Auszug:
„Wahrer Fußball statt Ware Fußball“ – Christoph Metzelder hat eine Kampagne für den Amateurfußball ins Leben gerufen. Und befürchtet eine „Vollkatastrophe“.
Christoph Metzelder, Martin Stock, der Platzwart ihres Heimatvereins TuS Haltern, sagt in einem Video über die Kampagne für den Amateurfußball: „Hier spielt das Leben, hier ist es schön. Viel schöner als im Profifußball.“ Hat er Recht?
Es ist anders. Der Profifußball der Gegenwart ist zu einem großen Geschäft geworden, zu einer Ware. Das will ich gar nicht übermäßig beklagen, aber es ist die Realität.
Schön ist das nicht.
Nein, nicht unbedingt, auch wenn ich in meiner Funktion als Sky-Experte davon ebenso profitiere wie ihr Magazin. Selbst wenn wir beide der Entwicklung durchaus kritisch gegenüber stehen, die Menschen strömen aus demselben Grund ins Stadion wie schon vor 40 Jahren: Weil sie ihr Herz an einen Verein verloren haben. Weil sie Dinge sehen wollen, die sie selbst nicht können. Weil sie die Spieler auf dem Platz für ihr Talent bewundern. Und das ist im Amateurfußball ja nicht unbedingt der Anreiz, am Sonntag an der Bande zu stehen.
Sondern?

Material:
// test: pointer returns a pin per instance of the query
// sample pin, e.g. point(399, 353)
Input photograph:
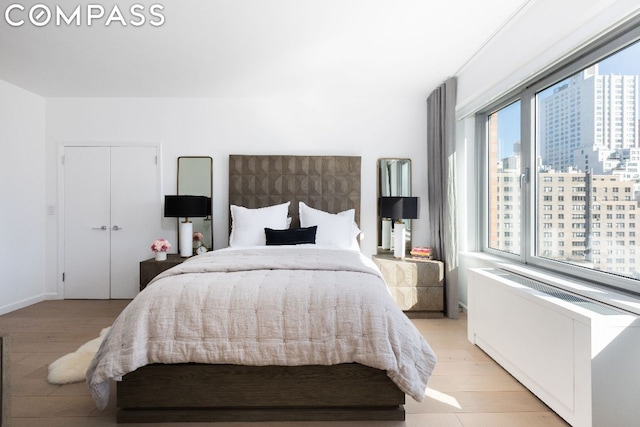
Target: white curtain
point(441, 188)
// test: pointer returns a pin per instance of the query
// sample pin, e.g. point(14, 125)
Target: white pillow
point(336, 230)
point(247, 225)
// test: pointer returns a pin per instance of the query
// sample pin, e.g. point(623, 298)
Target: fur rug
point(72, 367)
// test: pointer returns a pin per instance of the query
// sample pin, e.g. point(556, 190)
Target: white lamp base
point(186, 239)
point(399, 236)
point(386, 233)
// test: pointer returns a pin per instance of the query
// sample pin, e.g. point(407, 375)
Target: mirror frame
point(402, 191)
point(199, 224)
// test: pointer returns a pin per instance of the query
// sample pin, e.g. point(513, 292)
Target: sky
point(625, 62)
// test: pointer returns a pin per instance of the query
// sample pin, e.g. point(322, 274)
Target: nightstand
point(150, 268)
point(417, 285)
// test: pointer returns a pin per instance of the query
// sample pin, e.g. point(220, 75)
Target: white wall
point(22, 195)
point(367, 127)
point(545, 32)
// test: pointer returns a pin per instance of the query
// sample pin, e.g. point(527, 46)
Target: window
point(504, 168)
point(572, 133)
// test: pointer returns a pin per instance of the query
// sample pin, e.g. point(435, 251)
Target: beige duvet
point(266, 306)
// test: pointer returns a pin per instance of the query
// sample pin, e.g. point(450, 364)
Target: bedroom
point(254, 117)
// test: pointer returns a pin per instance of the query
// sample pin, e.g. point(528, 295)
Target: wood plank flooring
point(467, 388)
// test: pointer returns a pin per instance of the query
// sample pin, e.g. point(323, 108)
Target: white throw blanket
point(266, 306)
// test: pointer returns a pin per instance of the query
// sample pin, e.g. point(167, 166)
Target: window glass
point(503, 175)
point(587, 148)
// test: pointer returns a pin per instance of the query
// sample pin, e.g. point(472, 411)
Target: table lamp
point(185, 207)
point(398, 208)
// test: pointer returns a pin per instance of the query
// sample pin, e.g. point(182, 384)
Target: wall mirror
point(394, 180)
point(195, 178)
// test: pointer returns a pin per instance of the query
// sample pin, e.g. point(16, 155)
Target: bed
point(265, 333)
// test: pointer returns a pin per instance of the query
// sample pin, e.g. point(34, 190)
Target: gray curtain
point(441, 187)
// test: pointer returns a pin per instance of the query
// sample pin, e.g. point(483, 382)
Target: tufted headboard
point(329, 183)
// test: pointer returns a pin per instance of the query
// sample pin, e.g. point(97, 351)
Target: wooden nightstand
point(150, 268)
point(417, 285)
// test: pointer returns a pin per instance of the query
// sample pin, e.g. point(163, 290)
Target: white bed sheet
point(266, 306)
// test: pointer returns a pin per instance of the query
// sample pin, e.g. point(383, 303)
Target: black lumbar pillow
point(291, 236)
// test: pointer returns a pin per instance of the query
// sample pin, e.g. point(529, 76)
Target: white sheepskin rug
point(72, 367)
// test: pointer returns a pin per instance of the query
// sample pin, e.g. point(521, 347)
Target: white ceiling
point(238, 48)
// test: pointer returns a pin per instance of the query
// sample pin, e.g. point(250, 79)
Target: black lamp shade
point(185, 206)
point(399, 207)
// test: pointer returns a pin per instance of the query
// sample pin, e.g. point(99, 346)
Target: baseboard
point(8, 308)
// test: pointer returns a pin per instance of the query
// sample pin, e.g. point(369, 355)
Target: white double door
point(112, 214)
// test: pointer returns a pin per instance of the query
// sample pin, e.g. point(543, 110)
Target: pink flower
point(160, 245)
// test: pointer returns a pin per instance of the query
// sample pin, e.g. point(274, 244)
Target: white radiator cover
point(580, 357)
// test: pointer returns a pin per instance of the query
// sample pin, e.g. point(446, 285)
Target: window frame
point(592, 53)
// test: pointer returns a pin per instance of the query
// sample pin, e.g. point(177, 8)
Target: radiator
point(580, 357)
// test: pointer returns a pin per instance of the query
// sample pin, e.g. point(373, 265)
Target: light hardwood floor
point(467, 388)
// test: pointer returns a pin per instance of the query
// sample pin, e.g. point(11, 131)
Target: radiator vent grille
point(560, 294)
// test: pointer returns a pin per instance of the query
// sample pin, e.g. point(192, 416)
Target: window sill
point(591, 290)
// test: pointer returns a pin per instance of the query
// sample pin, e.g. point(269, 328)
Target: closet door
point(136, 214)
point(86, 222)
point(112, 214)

Aufgaben:
a. Drucke aus dem Interview über den Amateurfußball alles von „Es ist anders.“ bis hinunter zu „Bande zu stehen.“ wortgetreu ab.
b. Setze das Interview über den Amateurfußball bitte nach seinem letzten Satz fort.

Lösungen:
a.
Es ist anders. Der Profifußball der Gegenwart ist zu einem großen Geschäft geworden, zu einer Ware. Das will ich gar nicht übermäßig beklagen, aber es ist die Realität.
Schön ist das nicht.
Nein, nicht unbedingt, auch wenn ich in meiner Funktion als Sky-Experte davon ebenso profitiere wie ihr Magazin. Selbst wenn wir beide der Entwicklung durchaus kritisch gegenüber stehen, die Menschen strömen aus demselben Grund ins Stadion wie schon vor 40 Jahren: Weil sie ihr Herz an einen Verein verloren haben. Weil sie Dinge sehen wollen, die sie selbst nicht können. Weil sie die Spieler auf dem Platz für ihr Talent bewundern. Und das ist im Amateurfußball ja nicht unbedingt der Anreiz, am Sonntag an der Bande zu stehen.

b.
Der Fußball ist hier ehrlich, nahbar und persönlich. Ich kann die Spieler, Trainer und Verantwortlichen wirklich erleben und mit ihnen sprechen. Gerade die Ehrenamtler – das sind beim TuS Haltern übrigens viele meine ehemaligen Mitspieler aus der Jugend – machen den Charme bei den Amateuren aus.
Sie waren Profi und haben damit viel Geld verdient. Warum haben Sie den Weg zurück in die Unterklasse gesucht? Und warum setzen Sie sich so vehement dafür ein?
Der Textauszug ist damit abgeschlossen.